• _Document extract_
★ ★ ★
This is a topic, which we entered a few years ago. Initially, we focused on the development of hybrid supercapacitors, aiming to bridge between batteries and supercapacitors. We have slowly paved our way where the approach has been to combine 2D capacitive and faradaic materials in one electrode. We have used the “nano to nano” approach⁴ and collaborated with the group of Prof. Hao at Nanjing University of Science^5,6 and Technology as well as with Prof. Xu Zhichuan from Nanyang Technological University. The electrodes have usually been made by electrochemical and electrophoretic deposition and in some cases involved the electrochemical exfoliation of 2D materials such as graphene and layered double hydroxides (LDH). We are currently involved in the application of light polymer-based containers for the storage of hydrogen under high pressures.

 

(4)        Liu, L.; Mandler, D. Using nanomaterials as building blocks for electrochemical deposition: A mini review. Electrochem. Commun. 2020, 120, 6.

(5)        Ouyang, Y.; Geuli, O.; Hao, Q. L.; Mandler, D. Controllable Assembly of Hybrid Electrodes by Electrophoretic Deposition for High-Performance Battery-Supercapacitor Hybrid Devices. ACS Appl. Energ. Mater. 2020, 3, 1784-1793.

(6)        Ouyang, Y.; Ye, H. T.; Xia, X. F.; Jiao, X. Y.; Li, G. M.; Mutahir, S.; Wang, L.; Mandler, D.; Lei, W.; Hao, Q. L. Hierarchical electrodes of NiCo2S4 nanosheets-anchored sulfur-doped Co3O4 nanoneedles with advanced performance for battery-supercapacitor hybrid devices. J. Mater. Chem. A 2019, 7, 3228-3237.

 

 

The formation of a hybrid supercapacitor based on the electrochemical exfoliation of graphite and the incorporation of a faradaic organic material into NiMn-LDH

From "nano to nano" a new approach in electrochemical deposition 

We have demonstrated that electrochemistry can be used as a means of driving the deposition of nanomaterials. The concept was termed by us: "from nano to nano" which means to begin with well-defined nanomaterials dispersed in the electrolyte and to end with thin coatings and patterns, which maintain the nanometric particulate nature of the dispersion. We have developed two approaches; the first is based on changing the pH on the electrode surface, while the second comprises the electrochemically induced increasing the ionic strength. In both mechanisms, the electrical potential causes eventually a decrease of inter-particle repulsions. The figure below shows one of our recent successes in which a wide range of 1-3D nanomaterials, i.e., VO₂ and Au nanoparticles, carbon nanotubes and graphene oxide, were successfully deposited.
★ ★ ★
• _Problems and tasks_
(a) In the research summary, why do both deposition approaches in the "from nano to nano" concept lead to deposition?
(b) Transcribe everything in the research summary from "(4)        Liu, L.;" down to "2019, 7, 3228-3237.".
The lines play no part in this work.

• _Items from a dataset_
★ ★ ★
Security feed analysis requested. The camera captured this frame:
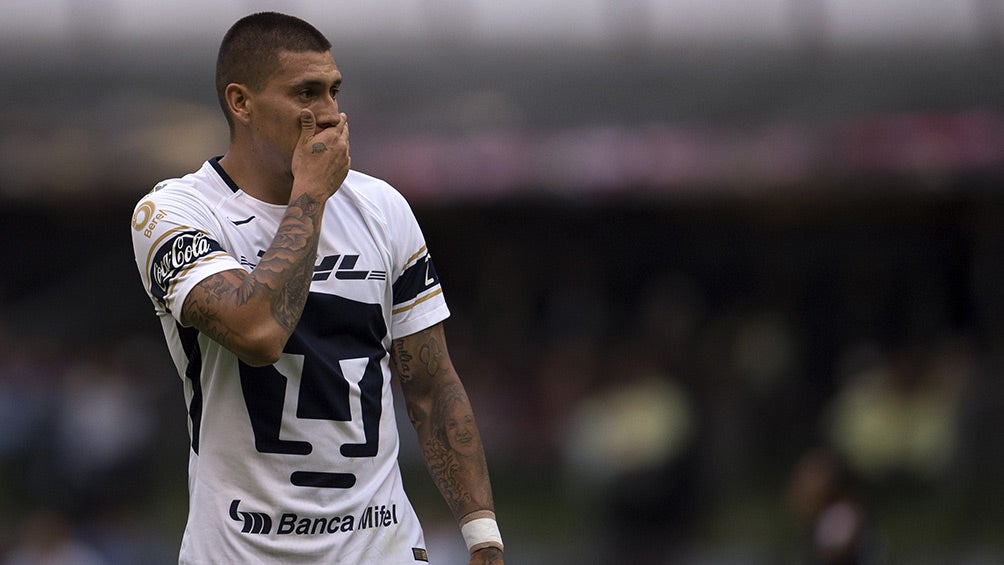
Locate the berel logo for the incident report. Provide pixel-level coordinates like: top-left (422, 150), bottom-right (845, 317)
top-left (133, 202), bottom-right (168, 238)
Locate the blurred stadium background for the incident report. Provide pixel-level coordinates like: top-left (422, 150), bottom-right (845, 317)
top-left (0, 0), bottom-right (1004, 564)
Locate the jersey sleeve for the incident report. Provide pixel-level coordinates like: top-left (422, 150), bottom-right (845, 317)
top-left (388, 187), bottom-right (450, 338)
top-left (133, 183), bottom-right (242, 321)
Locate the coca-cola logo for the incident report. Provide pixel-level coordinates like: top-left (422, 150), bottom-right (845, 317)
top-left (150, 231), bottom-right (223, 299)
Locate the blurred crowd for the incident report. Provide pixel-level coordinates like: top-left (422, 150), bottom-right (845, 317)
top-left (0, 195), bottom-right (1004, 565)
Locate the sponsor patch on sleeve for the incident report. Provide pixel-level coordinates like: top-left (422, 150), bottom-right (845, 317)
top-left (150, 230), bottom-right (223, 302)
top-left (394, 253), bottom-right (439, 309)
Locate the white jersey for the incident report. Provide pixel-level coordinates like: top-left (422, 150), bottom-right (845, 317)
top-left (133, 159), bottom-right (449, 565)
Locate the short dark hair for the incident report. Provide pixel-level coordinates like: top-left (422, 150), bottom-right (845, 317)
top-left (216, 12), bottom-right (331, 129)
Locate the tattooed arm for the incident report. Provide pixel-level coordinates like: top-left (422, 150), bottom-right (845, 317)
top-left (391, 324), bottom-right (503, 565)
top-left (182, 195), bottom-right (324, 365)
top-left (181, 110), bottom-right (350, 365)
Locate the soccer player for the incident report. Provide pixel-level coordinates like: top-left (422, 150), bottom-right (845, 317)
top-left (133, 13), bottom-right (503, 565)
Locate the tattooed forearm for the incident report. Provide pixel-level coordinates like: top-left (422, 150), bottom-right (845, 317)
top-left (255, 195), bottom-right (321, 332)
top-left (182, 195), bottom-right (323, 350)
top-left (422, 380), bottom-right (492, 517)
top-left (392, 325), bottom-right (493, 519)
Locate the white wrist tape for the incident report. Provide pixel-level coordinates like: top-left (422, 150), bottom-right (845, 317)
top-left (460, 510), bottom-right (504, 553)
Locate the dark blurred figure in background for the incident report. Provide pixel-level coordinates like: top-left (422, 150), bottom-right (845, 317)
top-left (785, 449), bottom-right (879, 565)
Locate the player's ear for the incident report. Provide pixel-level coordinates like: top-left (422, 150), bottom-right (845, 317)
top-left (224, 82), bottom-right (251, 123)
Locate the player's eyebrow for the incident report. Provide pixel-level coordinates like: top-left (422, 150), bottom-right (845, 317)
top-left (292, 77), bottom-right (341, 90)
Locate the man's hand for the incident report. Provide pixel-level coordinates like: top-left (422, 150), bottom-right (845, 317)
top-left (471, 547), bottom-right (505, 565)
top-left (290, 109), bottom-right (352, 202)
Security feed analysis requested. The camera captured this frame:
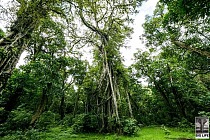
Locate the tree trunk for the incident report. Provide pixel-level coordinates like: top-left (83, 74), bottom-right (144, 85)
top-left (0, 1), bottom-right (47, 94)
top-left (30, 83), bottom-right (52, 126)
top-left (30, 89), bottom-right (47, 126)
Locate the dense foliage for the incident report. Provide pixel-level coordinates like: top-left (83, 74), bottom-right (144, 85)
top-left (0, 0), bottom-right (210, 139)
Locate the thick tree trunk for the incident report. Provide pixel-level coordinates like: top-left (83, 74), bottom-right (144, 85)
top-left (0, 0), bottom-right (47, 94)
top-left (60, 93), bottom-right (65, 120)
top-left (30, 83), bottom-right (52, 126)
top-left (30, 90), bottom-right (47, 126)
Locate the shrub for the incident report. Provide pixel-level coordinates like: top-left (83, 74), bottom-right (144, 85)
top-left (122, 118), bottom-right (138, 136)
top-left (6, 108), bottom-right (32, 130)
top-left (72, 114), bottom-right (98, 133)
top-left (36, 111), bottom-right (57, 129)
top-left (61, 115), bottom-right (74, 126)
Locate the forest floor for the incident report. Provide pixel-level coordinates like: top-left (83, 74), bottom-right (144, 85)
top-left (0, 126), bottom-right (206, 140)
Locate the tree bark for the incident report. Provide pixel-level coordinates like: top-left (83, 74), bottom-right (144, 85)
top-left (30, 83), bottom-right (52, 126)
top-left (0, 1), bottom-right (47, 94)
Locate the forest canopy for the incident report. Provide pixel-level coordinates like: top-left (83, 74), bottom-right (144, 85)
top-left (0, 0), bottom-right (210, 136)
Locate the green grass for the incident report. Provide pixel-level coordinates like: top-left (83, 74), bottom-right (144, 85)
top-left (0, 126), bottom-right (204, 140)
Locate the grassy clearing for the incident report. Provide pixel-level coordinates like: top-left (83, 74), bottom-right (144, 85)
top-left (2, 127), bottom-right (203, 140)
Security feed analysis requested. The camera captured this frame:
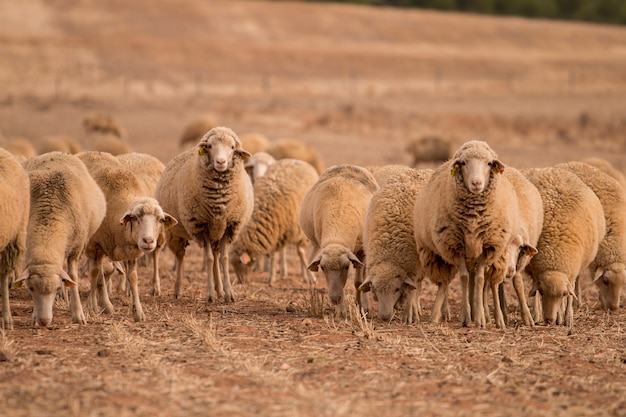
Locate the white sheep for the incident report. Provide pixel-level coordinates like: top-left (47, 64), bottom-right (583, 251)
top-left (0, 148), bottom-right (30, 329)
top-left (555, 162), bottom-right (626, 310)
top-left (299, 164), bottom-right (378, 316)
top-left (155, 127), bottom-right (254, 303)
top-left (265, 139), bottom-right (324, 174)
top-left (77, 152), bottom-right (177, 321)
top-left (230, 158), bottom-right (319, 285)
top-left (359, 165), bottom-right (432, 323)
top-left (523, 167), bottom-right (606, 326)
top-left (414, 141), bottom-right (517, 326)
top-left (115, 152), bottom-right (165, 296)
top-left (16, 152), bottom-right (106, 326)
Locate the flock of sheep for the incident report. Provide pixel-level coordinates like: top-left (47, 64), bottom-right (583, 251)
top-left (0, 116), bottom-right (626, 328)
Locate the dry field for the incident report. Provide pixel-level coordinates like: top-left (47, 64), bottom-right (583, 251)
top-left (0, 0), bottom-right (626, 417)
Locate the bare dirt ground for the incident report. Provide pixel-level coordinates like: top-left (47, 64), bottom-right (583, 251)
top-left (0, 0), bottom-right (626, 416)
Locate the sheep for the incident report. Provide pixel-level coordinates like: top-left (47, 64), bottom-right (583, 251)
top-left (523, 167), bottom-right (606, 326)
top-left (0, 148), bottom-right (30, 329)
top-left (239, 133), bottom-right (270, 156)
top-left (298, 164), bottom-right (378, 316)
top-left (83, 113), bottom-right (126, 139)
top-left (16, 152), bottom-right (106, 327)
top-left (178, 116), bottom-right (218, 150)
top-left (265, 139), bottom-right (324, 174)
top-left (230, 155), bottom-right (319, 286)
top-left (116, 152), bottom-right (165, 296)
top-left (92, 135), bottom-right (133, 156)
top-left (37, 135), bottom-right (82, 155)
top-left (555, 161), bottom-right (626, 310)
top-left (78, 152), bottom-right (177, 321)
top-left (581, 157), bottom-right (626, 189)
top-left (155, 127), bottom-right (254, 303)
top-left (413, 141), bottom-right (517, 327)
top-left (359, 165), bottom-right (432, 323)
top-left (404, 136), bottom-right (453, 166)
★ ★ ★
• _Answers in order_
(a) One approach changes the pH at the electrode surface, and the other increases the ionic strength electrochemically. In both, the electrical potential eventually decreases the repulsions between particles.

(b)
(4)        Liu, L.; Mandler, D. Using nanomaterials as building blocks for electrochemical deposition: A mini review. Electrochem. Commun. 2020, 120, 6.

(5)        Ouyang, Y.; Geuli, O.; Hao, Q. L.; Mandler, D. Controllable Assembly of Hybrid Electrodes by Electrophoretic Deposition for High-Performance Battery-Supercapacitor Hybrid Devices. ACS Appl. Energ. Mater. 2020, 3, 1784-1793.

(6)        Ouyang, Y.; Ye, H. T.; Xia, X. F.; Jiao, X. Y.; Li, G. M.; Mutahir, S.; Wang, L.; Mandler, D.; Lei, W.; Hao, Q. L. Hierarchical electrodes of NiCo2S4 nanosheets-anchored sulfur-doped Co3O4 nanoneedles with advanced performance for battery-supercapacitor hybrid devices. J. Mater. Chem. A 2019, 7, 3228-3237.